Task
Pull out each line of the records that contains the word "cabin", and copy those lines.

━━━━━ Provided entries

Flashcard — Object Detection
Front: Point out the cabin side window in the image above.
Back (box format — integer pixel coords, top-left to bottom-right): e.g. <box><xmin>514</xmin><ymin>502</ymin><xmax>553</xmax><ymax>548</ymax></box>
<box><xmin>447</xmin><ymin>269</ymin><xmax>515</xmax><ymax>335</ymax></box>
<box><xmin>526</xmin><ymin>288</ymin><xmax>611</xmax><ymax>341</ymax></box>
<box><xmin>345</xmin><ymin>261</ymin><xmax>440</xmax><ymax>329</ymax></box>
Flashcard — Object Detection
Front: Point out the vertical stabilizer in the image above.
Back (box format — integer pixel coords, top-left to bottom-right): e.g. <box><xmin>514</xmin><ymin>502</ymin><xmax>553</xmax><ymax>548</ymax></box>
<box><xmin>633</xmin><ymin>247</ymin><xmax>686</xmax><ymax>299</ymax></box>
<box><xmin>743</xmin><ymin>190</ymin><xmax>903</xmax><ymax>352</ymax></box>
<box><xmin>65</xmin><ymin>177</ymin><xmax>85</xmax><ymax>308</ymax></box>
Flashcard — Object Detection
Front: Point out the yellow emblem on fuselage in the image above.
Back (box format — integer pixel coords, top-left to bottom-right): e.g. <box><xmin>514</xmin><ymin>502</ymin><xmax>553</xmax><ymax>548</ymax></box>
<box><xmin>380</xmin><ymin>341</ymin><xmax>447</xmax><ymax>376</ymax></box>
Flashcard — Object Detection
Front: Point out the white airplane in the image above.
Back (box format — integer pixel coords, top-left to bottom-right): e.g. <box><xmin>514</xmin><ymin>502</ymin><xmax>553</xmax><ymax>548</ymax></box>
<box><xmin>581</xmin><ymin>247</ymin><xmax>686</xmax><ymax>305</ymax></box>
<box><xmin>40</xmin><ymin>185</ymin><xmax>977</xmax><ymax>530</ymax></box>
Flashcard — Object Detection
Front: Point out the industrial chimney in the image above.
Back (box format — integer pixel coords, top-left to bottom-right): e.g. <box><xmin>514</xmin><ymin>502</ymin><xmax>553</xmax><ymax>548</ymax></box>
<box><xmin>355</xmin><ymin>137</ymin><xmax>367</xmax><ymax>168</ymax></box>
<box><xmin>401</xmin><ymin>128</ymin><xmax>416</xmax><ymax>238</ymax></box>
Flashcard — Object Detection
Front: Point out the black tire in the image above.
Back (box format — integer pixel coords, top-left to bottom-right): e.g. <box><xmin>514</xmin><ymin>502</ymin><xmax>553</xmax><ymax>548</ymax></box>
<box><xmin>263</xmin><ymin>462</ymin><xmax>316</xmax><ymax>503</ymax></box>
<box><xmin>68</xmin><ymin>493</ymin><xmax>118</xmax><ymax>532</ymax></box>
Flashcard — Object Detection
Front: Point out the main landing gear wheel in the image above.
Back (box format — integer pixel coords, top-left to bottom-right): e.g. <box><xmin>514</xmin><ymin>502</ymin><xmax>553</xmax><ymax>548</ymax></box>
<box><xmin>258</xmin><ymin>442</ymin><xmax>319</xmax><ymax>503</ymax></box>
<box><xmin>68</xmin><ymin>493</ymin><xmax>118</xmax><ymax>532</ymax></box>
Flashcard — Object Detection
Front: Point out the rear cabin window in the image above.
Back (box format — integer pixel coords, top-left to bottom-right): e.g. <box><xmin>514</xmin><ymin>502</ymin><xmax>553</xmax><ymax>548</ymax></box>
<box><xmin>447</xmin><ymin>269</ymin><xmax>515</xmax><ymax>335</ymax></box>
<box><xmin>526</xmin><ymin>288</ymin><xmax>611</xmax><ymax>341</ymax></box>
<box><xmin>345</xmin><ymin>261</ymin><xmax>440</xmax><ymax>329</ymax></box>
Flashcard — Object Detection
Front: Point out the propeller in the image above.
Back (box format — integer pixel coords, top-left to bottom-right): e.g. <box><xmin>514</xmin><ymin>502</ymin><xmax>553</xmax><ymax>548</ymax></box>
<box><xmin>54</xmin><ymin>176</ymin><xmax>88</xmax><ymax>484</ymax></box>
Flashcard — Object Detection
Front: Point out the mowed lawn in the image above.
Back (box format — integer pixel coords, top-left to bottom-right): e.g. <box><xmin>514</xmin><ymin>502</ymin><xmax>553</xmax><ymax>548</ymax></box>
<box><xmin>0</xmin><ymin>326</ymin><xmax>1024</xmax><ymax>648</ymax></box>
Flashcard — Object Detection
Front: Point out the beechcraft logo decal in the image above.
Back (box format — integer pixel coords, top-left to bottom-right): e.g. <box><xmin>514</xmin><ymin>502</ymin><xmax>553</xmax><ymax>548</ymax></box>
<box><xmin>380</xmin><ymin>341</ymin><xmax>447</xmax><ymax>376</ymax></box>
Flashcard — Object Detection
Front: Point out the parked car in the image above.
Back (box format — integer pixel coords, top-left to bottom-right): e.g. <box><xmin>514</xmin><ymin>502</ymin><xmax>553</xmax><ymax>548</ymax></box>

━━━━━━━━━━

Exercise output
Front: Point out the cabin side window in the image above.
Front: Point out the rear cabin window in the image above.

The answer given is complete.